(Records from a data source)

☆ ☆ ☆ ☆

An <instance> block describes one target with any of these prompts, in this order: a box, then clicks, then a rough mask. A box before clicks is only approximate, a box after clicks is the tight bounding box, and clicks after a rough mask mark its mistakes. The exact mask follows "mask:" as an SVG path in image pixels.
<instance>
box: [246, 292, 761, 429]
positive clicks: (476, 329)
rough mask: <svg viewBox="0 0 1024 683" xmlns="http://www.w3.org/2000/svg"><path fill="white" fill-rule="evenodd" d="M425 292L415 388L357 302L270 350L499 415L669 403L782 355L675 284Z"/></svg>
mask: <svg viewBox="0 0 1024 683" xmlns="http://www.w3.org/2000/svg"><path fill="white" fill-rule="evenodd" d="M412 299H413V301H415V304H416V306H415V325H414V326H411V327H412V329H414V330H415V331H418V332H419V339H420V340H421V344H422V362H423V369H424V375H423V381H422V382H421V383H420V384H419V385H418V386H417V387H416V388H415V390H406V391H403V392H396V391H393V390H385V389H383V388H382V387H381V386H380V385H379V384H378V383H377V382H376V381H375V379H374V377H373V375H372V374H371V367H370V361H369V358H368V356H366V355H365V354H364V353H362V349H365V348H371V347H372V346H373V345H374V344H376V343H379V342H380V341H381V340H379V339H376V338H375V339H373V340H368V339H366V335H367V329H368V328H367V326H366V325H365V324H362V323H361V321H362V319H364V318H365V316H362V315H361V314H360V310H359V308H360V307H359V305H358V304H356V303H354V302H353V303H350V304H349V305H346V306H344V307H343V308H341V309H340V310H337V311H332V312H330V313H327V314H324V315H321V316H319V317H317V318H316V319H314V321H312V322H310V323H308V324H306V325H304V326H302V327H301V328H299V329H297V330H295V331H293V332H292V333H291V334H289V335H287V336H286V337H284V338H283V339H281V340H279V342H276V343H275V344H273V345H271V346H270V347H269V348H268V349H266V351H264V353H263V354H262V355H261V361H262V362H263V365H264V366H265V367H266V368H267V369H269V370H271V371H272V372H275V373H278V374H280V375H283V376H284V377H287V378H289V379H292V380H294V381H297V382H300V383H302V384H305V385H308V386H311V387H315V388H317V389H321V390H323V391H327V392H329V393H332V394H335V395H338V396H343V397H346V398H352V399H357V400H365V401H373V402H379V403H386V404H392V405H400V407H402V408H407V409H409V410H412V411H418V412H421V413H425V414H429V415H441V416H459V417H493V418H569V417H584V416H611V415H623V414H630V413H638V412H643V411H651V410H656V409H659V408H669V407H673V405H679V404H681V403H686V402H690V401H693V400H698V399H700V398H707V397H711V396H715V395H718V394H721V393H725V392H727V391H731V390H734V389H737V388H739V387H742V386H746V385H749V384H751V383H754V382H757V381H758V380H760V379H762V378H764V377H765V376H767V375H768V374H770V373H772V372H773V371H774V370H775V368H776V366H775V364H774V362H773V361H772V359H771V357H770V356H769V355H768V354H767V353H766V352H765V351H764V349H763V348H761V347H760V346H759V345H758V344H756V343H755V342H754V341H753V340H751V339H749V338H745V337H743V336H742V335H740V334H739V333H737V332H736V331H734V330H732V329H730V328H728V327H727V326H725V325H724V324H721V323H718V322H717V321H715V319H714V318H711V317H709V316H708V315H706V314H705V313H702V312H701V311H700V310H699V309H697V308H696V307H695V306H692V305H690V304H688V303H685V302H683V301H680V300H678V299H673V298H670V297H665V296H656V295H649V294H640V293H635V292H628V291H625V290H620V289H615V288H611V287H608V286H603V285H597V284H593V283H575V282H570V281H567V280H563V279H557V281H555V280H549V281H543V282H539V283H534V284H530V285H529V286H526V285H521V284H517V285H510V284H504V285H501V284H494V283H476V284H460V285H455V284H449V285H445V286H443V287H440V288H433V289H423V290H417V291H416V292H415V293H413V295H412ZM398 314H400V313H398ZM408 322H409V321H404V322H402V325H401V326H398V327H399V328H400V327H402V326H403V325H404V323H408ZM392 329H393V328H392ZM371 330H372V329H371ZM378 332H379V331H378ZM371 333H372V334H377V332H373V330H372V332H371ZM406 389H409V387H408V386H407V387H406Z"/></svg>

☆ ☆ ☆ ☆

[EXERCISE INSTRUCTIONS]: Reproduce these lines verbatim, including every record.

[ANSWER TO THE PROBLEM]:
An <instance> block describes one target with any of these prompts, in this order: a box, then clicks, then a rough mask. A box before clicks is only approximate, a box after clicks is the tight bounding box, and clicks after a rough mask mark its mistakes. The exact mask follows "mask:" as an SVG path in image pixels.
<instance>
box: [246, 292, 761, 429]
positive clicks: (476, 329)
rough mask: <svg viewBox="0 0 1024 683" xmlns="http://www.w3.org/2000/svg"><path fill="white" fill-rule="evenodd" d="M425 292L415 388L357 302L270 350L499 415L669 403L782 355L675 284Z"/></svg>
mask: <svg viewBox="0 0 1024 683" xmlns="http://www.w3.org/2000/svg"><path fill="white" fill-rule="evenodd" d="M412 299H413V301H415V304H416V306H415V325H414V326H411V327H412V329H414V330H415V331H418V332H419V339H420V340H421V344H422V362H423V369H424V375H423V381H422V382H421V383H420V384H419V385H418V386H417V387H416V388H415V390H406V391H403V392H396V391H393V390H385V389H383V388H382V387H381V386H380V385H379V384H378V383H377V382H376V381H375V379H374V377H373V375H372V374H371V367H370V361H369V358H368V356H366V355H365V354H364V353H362V349H365V348H371V347H372V346H373V345H374V344H376V343H379V342H380V341H381V340H379V339H376V338H375V339H373V340H368V339H366V335H367V329H368V328H367V326H366V325H365V324H362V323H361V321H362V319H364V318H365V316H362V315H361V314H360V310H359V308H360V307H359V305H358V304H356V303H354V302H353V303H350V304H349V305H346V306H344V307H343V308H341V309H340V310H337V311H332V312H330V313H327V314H324V315H321V316H319V317H317V318H316V319H314V321H312V322H310V323H308V324H306V325H304V326H302V327H301V328H299V329H297V330H295V331H293V332H292V333H291V334H289V335H287V336H286V337H284V338H283V339H281V340H279V342H276V343H275V344H273V345H271V346H270V347H269V348H268V349H266V351H264V353H263V354H262V355H261V361H262V362H263V365H264V366H265V367H266V368H267V369H269V370H271V371H272V372H275V373H278V374H280V375H283V376H284V377H287V378H289V379H292V380H294V381H297V382H300V383H302V384H305V385H308V386H311V387H315V388H317V389H321V390H323V391H327V392H329V393H332V394H335V395H338V396H343V397H346V398H352V399H357V400H365V401H373V402H379V403H386V404H392V405H400V407H402V408H407V409H409V410H412V411H418V412H421V413H425V414H429V415H441V416H459V417H493V418H569V417H584V416H611V415H623V414H630V413H638V412H643V411H651V410H656V409H659V408H669V407H673V405H679V404H681V403H686V402H690V401H693V400H698V399H700V398H707V397H711V396H715V395H718V394H721V393H725V392H727V391H731V390H734V389H737V388H739V387H742V386H746V385H749V384H751V383H754V382H757V381H758V380H760V379H762V378H764V377H765V376H767V375H768V374H770V373H772V372H773V371H774V370H775V368H776V366H775V364H774V362H773V361H772V359H771V357H770V356H769V355H768V354H767V353H766V352H765V351H764V349H763V348H761V347H760V346H759V345H758V344H756V343H755V342H754V341H753V340H751V339H749V338H745V337H743V336H742V335H740V334H739V333H737V332H736V331H734V330H732V329H730V328H728V327H727V326H725V325H724V324H721V323H718V322H717V321H715V319H714V318H711V317H709V316H708V315H706V314H705V313H702V312H701V311H700V310H699V309H697V308H696V307H695V306H692V305H690V304H688V303H685V302H683V301H680V300H678V299H673V298H670V297H665V296H656V295H649V294H640V293H635V292H628V291H625V290H620V289H615V288H611V287H608V286H603V285H597V284H593V283H575V282H570V281H567V280H563V279H557V281H555V280H549V281H543V282H539V283H534V284H530V285H529V286H526V285H521V284H517V285H510V284H504V285H501V284H494V283H476V284H460V285H455V284H449V285H445V286H443V287H440V288H433V289H423V290H417V291H416V292H415V293H413V295H412ZM398 314H400V313H398ZM408 322H409V321H404V322H402V325H401V326H398V327H399V328H400V327H402V326H403V325H404V323H408ZM392 329H393V328H392ZM371 330H372V329H371ZM378 332H379V331H378ZM371 333H372V334H377V332H373V330H372V332H371ZM406 389H409V387H408V386H407V387H406Z"/></svg>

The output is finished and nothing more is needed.